Task material Block Start

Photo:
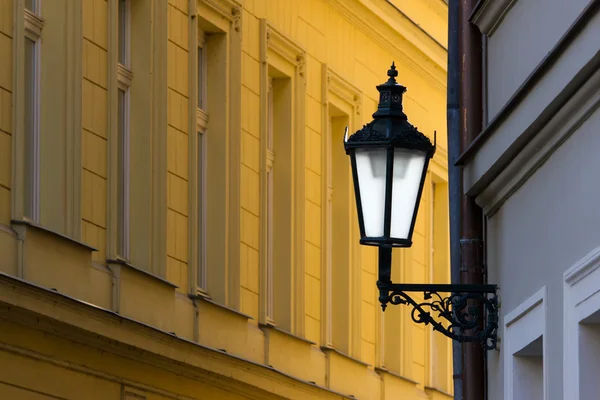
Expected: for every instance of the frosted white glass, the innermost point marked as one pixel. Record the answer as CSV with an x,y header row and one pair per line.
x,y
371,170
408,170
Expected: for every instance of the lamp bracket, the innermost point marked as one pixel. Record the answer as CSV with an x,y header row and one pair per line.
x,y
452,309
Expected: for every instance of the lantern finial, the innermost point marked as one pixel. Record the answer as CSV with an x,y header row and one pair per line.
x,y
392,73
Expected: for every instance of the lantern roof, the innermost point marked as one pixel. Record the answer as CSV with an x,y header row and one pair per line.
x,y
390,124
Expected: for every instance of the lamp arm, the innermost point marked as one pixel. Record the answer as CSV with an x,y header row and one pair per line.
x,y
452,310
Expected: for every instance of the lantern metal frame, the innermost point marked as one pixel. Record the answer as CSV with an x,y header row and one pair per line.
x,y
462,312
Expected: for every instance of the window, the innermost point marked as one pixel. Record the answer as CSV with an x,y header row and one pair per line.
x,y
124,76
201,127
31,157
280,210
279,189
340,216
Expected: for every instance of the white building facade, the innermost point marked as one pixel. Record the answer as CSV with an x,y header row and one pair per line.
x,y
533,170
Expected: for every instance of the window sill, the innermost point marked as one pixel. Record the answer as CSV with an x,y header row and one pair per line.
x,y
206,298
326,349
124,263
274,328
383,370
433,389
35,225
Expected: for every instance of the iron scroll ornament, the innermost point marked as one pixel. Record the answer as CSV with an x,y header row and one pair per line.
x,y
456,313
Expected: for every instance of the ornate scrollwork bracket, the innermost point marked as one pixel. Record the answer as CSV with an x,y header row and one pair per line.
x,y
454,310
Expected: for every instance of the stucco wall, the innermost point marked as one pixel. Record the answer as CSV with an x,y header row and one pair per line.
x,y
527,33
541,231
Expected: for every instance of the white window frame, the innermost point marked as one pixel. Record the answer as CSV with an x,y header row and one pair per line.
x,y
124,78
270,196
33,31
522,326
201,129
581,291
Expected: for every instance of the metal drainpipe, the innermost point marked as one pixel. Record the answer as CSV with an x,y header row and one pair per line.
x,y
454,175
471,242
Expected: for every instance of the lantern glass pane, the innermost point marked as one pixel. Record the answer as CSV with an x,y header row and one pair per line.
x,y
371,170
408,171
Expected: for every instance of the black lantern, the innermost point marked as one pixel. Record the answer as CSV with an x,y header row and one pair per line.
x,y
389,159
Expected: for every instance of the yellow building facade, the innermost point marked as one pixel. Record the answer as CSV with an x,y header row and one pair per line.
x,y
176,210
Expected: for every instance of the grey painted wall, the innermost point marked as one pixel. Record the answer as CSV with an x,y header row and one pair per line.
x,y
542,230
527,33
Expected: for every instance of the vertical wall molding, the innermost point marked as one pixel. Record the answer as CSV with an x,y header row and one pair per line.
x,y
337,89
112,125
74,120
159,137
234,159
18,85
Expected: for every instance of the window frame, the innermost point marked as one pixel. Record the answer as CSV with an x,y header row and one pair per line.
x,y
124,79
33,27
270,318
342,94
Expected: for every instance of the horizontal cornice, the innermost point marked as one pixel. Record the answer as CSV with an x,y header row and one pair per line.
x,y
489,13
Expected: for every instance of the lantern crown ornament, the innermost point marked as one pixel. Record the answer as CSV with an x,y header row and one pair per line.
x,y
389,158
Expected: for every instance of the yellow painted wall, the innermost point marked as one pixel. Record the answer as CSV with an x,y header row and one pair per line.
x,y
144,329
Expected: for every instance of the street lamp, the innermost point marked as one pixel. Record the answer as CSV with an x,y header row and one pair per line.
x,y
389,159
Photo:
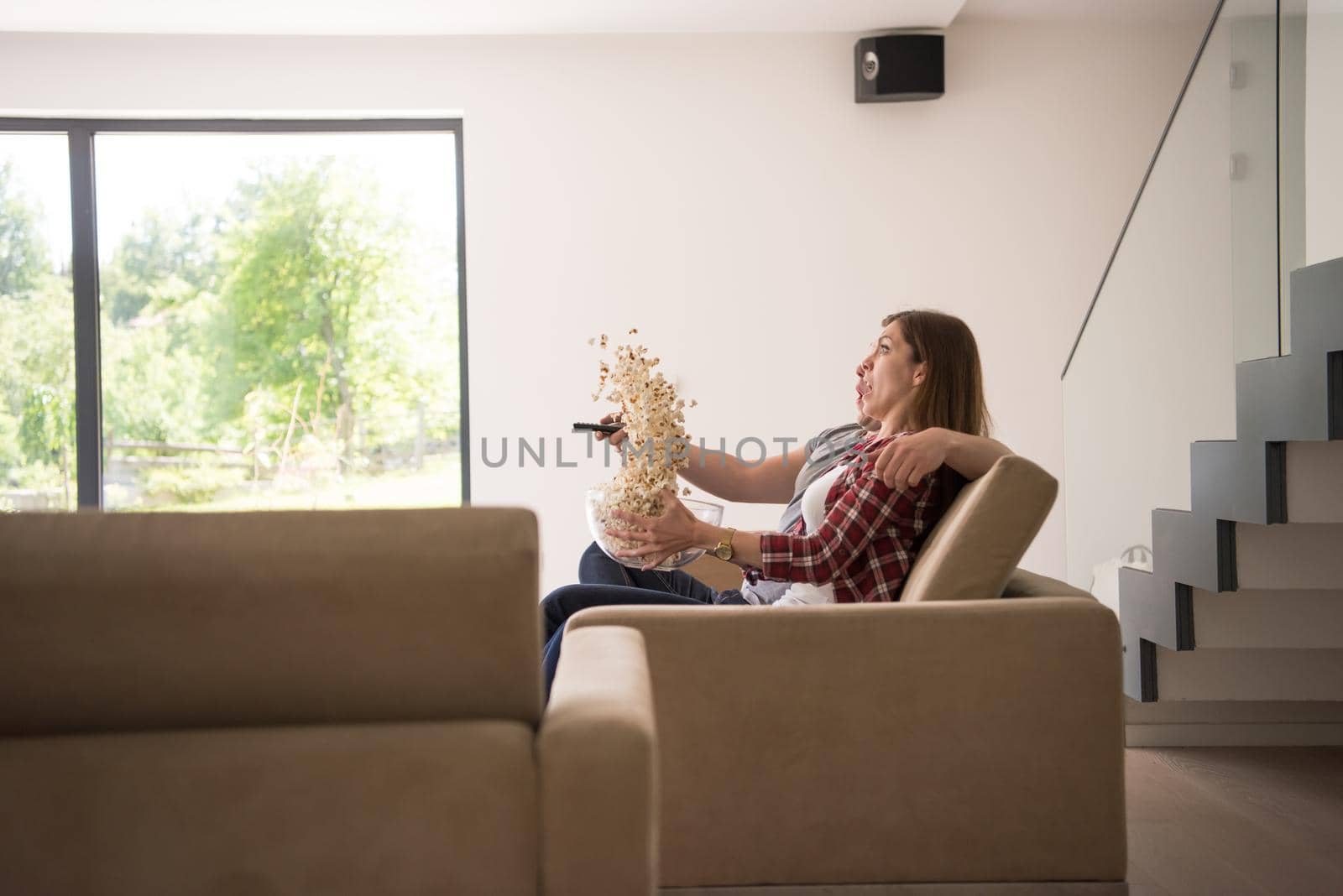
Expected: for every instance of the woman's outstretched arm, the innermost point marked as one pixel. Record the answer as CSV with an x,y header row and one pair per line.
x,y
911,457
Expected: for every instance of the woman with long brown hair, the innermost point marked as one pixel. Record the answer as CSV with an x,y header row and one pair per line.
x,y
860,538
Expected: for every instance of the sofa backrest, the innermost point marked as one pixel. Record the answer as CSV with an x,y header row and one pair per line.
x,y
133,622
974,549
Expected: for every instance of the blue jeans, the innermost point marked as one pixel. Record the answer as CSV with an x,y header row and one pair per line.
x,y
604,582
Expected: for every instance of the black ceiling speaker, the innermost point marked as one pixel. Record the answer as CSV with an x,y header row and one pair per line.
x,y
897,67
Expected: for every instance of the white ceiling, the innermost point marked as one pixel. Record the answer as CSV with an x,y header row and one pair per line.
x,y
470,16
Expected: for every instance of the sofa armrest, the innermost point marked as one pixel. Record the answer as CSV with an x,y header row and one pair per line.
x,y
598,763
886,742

Task material Block End
Task material Block Start

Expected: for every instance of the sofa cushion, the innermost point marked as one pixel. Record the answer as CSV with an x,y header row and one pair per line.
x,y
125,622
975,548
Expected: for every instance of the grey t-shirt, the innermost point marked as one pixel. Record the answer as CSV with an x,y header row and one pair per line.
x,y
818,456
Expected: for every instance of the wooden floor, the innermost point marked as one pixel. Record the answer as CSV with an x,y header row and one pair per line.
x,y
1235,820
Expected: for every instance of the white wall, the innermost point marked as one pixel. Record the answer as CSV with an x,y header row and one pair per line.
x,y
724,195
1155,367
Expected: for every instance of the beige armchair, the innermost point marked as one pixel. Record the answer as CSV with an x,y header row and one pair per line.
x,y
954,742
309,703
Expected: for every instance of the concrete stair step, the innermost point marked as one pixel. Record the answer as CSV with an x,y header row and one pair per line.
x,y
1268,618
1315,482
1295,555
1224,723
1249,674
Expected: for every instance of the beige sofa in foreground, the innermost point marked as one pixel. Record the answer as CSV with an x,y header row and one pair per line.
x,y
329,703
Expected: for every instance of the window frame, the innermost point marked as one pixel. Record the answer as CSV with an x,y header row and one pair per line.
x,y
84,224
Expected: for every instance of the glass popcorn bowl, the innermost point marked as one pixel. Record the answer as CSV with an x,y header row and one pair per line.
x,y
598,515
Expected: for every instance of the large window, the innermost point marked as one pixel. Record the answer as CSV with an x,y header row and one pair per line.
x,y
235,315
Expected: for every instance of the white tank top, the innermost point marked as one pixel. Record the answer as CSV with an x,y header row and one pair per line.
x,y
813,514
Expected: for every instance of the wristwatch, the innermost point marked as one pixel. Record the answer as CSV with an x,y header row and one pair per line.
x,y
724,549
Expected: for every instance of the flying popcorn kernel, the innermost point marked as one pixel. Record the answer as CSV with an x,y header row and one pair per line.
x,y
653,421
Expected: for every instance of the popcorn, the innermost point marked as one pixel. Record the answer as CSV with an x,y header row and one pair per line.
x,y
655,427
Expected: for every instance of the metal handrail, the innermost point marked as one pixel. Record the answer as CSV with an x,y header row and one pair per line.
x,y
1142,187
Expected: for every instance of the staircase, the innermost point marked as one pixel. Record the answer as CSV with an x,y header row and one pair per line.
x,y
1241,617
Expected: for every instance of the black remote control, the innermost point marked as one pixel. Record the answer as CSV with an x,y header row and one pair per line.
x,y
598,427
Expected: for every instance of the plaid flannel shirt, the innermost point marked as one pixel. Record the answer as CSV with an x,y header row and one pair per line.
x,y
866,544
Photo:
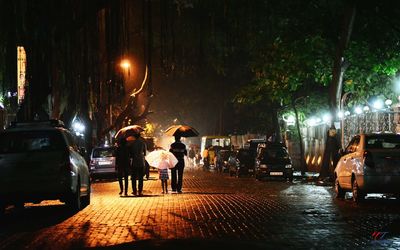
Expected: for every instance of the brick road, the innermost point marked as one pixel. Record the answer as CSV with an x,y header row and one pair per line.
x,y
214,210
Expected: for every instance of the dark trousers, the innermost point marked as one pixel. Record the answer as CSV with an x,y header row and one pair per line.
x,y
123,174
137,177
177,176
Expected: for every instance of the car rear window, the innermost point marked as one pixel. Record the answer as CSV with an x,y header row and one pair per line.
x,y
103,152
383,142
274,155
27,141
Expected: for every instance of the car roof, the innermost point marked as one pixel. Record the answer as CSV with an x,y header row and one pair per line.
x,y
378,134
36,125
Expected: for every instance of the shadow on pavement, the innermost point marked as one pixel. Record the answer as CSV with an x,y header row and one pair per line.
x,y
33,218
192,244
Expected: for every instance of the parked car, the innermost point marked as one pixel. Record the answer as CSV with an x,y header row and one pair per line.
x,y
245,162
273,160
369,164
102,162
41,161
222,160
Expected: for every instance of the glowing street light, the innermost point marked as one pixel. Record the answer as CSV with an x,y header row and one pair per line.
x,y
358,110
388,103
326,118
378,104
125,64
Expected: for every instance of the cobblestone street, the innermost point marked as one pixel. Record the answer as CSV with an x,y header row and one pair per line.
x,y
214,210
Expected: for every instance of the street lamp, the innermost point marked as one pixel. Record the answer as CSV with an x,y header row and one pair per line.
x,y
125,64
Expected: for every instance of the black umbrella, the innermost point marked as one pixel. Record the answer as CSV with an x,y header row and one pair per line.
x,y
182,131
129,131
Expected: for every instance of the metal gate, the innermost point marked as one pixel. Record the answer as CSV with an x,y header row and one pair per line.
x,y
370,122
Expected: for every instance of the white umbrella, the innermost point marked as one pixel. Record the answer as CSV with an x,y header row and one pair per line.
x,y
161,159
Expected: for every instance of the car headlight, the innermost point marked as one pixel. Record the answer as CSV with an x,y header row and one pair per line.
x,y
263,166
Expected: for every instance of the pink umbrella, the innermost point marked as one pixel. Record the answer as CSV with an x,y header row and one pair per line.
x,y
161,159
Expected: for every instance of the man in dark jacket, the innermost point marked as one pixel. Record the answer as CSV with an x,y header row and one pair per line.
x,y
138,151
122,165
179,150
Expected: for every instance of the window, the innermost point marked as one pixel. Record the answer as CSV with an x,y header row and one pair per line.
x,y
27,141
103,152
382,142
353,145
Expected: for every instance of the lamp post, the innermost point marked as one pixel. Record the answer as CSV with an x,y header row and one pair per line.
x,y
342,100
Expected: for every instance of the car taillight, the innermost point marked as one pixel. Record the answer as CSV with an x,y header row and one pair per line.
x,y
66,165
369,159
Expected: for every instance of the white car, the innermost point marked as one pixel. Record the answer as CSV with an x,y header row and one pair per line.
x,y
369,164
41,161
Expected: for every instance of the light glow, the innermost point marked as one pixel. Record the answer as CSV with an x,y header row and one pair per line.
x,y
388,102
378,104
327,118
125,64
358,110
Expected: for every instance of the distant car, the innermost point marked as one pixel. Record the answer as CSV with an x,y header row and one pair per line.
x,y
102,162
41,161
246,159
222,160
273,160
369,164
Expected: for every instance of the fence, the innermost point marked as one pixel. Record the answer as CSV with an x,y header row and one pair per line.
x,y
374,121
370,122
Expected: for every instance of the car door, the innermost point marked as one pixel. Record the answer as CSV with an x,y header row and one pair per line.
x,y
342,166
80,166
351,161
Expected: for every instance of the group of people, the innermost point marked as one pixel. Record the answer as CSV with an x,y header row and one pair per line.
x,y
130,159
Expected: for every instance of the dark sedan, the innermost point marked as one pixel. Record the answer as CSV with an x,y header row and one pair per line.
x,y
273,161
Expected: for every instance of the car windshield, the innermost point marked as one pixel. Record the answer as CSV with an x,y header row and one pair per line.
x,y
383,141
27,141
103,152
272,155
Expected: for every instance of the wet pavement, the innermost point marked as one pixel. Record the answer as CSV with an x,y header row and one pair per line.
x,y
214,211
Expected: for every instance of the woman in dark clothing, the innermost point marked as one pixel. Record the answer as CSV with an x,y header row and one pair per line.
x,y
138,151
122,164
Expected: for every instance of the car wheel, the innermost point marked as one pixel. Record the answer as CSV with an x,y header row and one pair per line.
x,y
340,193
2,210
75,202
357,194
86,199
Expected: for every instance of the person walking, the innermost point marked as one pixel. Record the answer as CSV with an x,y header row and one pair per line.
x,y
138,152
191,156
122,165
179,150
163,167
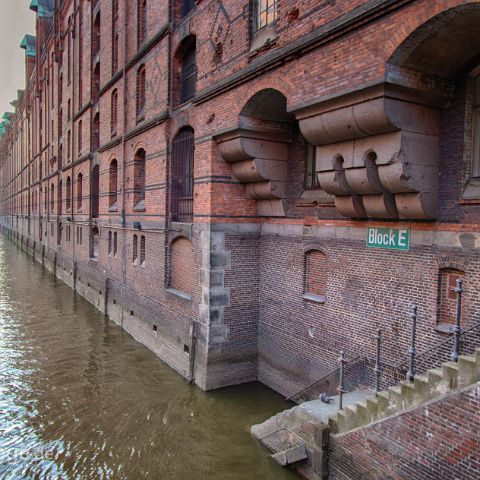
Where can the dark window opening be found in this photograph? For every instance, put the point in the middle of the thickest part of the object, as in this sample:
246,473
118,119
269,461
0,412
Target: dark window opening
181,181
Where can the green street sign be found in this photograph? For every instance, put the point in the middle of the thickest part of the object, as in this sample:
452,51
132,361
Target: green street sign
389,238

Task material Block End
Task material Block Start

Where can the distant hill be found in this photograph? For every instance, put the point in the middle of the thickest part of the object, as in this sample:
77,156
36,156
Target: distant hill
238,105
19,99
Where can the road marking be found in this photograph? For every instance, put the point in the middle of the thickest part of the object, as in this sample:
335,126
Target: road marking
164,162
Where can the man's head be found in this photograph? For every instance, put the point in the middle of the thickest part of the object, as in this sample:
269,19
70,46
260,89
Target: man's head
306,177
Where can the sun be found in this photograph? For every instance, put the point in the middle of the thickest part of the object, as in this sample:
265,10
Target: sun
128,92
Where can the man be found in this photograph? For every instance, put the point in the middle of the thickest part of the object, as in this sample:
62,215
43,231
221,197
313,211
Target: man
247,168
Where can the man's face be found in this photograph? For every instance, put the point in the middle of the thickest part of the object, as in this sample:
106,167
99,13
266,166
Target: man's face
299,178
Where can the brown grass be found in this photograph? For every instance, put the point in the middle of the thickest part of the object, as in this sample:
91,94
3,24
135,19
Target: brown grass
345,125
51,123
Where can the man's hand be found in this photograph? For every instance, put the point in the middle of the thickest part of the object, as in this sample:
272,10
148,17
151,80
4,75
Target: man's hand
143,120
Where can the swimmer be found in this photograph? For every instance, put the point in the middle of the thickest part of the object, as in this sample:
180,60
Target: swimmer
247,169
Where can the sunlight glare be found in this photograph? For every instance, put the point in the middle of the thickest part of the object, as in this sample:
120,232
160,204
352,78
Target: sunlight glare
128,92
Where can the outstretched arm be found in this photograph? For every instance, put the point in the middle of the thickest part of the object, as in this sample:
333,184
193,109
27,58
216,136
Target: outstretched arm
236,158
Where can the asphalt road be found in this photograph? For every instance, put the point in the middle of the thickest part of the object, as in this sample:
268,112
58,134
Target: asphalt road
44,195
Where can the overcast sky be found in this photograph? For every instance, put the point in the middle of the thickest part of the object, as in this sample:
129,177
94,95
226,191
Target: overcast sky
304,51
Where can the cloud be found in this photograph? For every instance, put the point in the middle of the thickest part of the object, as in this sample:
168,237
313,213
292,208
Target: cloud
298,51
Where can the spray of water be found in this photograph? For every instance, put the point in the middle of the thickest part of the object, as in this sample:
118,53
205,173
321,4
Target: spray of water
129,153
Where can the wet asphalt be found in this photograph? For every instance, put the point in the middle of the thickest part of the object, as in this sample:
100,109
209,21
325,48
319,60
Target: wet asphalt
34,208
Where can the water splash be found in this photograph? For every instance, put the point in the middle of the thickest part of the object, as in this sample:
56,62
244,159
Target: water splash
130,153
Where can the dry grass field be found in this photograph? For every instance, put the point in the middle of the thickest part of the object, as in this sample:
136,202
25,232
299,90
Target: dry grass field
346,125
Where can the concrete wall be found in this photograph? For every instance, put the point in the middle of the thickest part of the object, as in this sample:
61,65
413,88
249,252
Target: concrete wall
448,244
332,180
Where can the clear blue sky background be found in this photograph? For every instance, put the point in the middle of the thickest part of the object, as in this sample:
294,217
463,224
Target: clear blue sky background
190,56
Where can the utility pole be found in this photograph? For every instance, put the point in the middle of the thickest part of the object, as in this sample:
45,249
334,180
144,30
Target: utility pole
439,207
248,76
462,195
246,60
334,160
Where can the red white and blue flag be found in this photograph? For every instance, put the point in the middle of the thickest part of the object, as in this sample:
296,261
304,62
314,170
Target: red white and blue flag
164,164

Task material Block End

Only the lines from the one containing "Target: distant hill" through the one containing "Where can the man's hand" are to be retyped, both boundary lines included, with no other material.

● **Exercise answer**:
Target: distant hill
238,105
19,99
Where can the road marking be found in this photograph? For every instance, put the point in the middle of the thickest part of the object, as in this sample:
335,126
Target: road marking
164,162
Where can the man's head be found in this photograph? For every instance, put the point in the middle of the thickest part of the object, as in this sample:
269,19
70,46
260,89
Target: man's head
306,177
Where can the sun be found in this photograph? For every instance, put the point in the middle of the thickest part of the object, as in this sample:
265,10
Target: sun
128,92
Where can the man be found in this photograph? For every instance, put the point in the middle of the thickest part of the object, as in this sample:
62,215
43,231
221,197
313,211
Target: man
247,168
Where can the man's face be found in this photograph? For every instance, put the point in the middle of the thickest part of the object, as in this sample:
106,167
99,13
266,166
Target: man's face
299,178
Where can the brown grass be found in this photograph? For every instance, put the point in the middle of the thickest part of the object, as in this sample:
91,94
3,24
135,19
Target: brown grass
345,125
51,123
Where can the man's hand be found in this photograph? For every instance, put the point in the middle of the thickest part of the object, as in this sample:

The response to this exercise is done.